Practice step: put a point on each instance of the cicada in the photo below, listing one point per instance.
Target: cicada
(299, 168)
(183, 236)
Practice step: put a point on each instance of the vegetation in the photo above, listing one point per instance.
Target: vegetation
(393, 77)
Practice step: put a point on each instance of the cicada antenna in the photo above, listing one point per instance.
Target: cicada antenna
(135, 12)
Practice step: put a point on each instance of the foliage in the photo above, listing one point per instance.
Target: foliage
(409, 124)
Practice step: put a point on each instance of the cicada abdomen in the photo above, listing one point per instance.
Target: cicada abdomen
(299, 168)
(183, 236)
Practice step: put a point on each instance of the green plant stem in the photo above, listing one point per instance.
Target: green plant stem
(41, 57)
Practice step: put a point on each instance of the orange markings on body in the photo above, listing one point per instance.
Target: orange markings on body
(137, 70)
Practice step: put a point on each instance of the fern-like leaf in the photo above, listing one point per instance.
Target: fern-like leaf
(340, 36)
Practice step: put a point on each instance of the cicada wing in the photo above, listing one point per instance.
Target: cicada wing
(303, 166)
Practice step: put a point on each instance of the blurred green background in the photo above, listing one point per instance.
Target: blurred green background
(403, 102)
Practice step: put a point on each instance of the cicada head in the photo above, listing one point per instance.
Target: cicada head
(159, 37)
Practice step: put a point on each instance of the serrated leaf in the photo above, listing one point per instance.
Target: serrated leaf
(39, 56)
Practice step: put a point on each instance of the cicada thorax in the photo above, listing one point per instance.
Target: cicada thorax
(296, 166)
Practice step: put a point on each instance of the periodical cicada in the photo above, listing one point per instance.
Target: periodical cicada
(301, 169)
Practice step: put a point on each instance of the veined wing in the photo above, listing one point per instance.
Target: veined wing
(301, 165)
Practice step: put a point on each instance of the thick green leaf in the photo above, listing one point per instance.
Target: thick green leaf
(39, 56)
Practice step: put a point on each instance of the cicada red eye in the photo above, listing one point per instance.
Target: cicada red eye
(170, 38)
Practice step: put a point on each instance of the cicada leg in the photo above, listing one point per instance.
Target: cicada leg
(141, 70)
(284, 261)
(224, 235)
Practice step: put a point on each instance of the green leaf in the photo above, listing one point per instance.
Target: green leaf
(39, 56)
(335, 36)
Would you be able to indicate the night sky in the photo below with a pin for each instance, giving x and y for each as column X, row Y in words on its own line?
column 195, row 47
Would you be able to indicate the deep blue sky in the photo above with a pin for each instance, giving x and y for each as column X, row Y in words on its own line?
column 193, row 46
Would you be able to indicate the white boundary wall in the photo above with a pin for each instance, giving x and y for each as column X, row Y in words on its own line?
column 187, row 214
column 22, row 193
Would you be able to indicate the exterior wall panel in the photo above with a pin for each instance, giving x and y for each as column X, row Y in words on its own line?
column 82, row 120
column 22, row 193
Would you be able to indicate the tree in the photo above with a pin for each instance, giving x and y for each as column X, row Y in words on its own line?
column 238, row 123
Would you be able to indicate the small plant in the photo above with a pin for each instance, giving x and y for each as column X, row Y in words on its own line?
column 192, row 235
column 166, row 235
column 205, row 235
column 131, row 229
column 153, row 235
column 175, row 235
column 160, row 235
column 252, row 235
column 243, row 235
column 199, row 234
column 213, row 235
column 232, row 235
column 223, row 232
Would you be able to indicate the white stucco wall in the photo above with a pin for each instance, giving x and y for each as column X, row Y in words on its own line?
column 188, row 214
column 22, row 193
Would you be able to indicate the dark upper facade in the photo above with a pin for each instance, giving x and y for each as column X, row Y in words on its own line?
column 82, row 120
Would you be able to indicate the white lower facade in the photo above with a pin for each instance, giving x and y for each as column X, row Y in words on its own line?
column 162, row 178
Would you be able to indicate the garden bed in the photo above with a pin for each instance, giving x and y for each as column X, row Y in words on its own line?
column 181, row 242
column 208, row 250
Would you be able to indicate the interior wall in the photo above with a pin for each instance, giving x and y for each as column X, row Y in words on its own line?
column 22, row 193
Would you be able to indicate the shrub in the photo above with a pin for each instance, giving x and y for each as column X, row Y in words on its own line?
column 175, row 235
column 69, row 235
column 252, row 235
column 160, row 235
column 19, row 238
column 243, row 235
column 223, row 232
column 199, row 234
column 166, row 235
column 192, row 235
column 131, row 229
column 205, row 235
...
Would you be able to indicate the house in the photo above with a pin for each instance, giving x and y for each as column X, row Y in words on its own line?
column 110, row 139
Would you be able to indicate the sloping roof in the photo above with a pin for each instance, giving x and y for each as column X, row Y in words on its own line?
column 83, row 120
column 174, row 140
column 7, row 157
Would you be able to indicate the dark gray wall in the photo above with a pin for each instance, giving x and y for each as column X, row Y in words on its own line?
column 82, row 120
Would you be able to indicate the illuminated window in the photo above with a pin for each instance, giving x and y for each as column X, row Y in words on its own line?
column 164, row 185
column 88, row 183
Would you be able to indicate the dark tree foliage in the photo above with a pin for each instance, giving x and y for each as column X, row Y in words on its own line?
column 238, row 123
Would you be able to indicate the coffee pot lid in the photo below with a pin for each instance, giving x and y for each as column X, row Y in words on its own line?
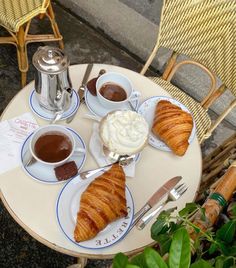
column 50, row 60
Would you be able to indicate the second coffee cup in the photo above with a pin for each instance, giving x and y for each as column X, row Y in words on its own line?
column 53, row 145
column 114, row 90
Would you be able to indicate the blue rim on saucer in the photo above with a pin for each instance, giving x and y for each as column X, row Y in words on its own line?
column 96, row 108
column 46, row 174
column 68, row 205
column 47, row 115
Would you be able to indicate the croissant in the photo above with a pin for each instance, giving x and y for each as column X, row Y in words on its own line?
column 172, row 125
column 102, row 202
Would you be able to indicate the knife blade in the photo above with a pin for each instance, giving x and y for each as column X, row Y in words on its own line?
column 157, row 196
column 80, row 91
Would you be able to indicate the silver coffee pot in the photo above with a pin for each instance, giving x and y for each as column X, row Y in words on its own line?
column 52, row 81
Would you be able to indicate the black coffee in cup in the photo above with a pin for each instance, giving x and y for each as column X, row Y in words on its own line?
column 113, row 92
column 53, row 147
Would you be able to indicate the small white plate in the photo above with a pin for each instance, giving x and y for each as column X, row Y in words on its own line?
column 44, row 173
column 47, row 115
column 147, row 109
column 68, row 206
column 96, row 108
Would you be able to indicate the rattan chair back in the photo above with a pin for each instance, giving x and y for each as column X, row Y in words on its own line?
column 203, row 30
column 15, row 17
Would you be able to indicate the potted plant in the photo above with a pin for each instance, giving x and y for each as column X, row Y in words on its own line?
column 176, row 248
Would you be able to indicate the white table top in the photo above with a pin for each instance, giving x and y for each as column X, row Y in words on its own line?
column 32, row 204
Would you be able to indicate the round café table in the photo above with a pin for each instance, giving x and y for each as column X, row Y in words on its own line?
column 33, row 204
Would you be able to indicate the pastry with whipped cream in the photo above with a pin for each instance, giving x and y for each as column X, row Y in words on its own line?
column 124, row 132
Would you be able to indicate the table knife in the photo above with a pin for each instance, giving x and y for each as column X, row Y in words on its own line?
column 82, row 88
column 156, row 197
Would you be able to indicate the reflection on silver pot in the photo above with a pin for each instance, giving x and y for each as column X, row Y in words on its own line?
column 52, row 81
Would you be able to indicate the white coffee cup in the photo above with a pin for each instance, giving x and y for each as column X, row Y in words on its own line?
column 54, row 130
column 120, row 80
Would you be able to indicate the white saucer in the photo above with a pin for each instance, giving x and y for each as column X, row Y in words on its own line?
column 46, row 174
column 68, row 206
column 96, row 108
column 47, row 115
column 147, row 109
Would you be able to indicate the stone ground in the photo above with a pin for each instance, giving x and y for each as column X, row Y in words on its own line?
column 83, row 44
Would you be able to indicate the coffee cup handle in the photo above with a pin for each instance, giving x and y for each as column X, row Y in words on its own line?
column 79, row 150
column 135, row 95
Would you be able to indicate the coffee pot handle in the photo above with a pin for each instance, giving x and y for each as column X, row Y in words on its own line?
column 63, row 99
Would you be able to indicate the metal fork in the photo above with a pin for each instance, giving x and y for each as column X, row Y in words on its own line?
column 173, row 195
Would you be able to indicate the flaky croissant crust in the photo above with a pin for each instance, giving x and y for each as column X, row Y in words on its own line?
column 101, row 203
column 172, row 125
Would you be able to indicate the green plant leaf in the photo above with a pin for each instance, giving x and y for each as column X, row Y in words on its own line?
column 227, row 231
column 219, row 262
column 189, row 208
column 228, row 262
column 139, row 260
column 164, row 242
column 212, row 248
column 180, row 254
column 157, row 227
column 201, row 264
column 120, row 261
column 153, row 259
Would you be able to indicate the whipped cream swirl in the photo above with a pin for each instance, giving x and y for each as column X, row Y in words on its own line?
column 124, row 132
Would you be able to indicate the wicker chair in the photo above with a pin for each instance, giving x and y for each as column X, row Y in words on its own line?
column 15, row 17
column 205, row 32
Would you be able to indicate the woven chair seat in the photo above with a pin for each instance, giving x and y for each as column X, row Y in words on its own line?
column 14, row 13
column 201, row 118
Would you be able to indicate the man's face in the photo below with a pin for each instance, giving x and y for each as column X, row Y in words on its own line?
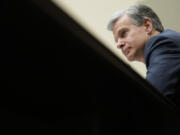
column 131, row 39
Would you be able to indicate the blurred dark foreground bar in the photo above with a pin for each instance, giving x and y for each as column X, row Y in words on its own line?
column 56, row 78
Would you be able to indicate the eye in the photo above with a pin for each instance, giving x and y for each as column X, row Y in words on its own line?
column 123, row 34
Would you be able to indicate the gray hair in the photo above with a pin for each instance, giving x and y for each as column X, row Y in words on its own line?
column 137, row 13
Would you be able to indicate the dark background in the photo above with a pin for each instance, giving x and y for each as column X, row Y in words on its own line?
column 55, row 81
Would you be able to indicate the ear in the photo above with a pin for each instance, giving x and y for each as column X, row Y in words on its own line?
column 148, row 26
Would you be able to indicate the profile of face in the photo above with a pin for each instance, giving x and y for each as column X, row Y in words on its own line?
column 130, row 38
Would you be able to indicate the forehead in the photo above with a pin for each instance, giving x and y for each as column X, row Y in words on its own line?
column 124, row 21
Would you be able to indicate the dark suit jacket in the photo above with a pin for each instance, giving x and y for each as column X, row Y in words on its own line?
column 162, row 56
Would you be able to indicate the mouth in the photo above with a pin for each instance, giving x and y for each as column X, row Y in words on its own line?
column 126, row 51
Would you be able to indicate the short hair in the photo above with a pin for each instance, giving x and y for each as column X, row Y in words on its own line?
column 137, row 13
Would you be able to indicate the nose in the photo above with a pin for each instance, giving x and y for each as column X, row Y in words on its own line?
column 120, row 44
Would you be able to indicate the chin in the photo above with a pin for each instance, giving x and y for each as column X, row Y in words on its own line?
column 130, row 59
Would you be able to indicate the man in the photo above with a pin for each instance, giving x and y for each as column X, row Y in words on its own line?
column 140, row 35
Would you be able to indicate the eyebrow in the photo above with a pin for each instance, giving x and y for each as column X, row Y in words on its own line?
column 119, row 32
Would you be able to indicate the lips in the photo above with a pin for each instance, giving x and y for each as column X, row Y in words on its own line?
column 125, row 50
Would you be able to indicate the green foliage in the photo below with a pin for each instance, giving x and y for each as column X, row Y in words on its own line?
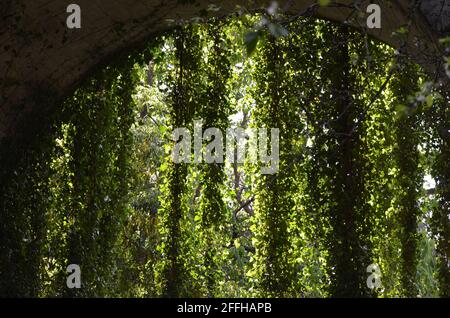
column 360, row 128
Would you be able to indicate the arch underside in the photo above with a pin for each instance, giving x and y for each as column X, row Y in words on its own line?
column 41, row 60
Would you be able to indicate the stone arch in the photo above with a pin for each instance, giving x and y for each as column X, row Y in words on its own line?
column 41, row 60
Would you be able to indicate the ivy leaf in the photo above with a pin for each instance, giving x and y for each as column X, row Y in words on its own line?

Do this:
Write out the items above unchanged, covering the stretch from the line that contains "Would you be able to indicate the house" through the line that contains "column 110, row 139", both included.

Task answer:
Would you be able to indicate the house in the photo above with a pin for each instance, giving x and y for each as column X, row Y in words on its own line?
column 110, row 139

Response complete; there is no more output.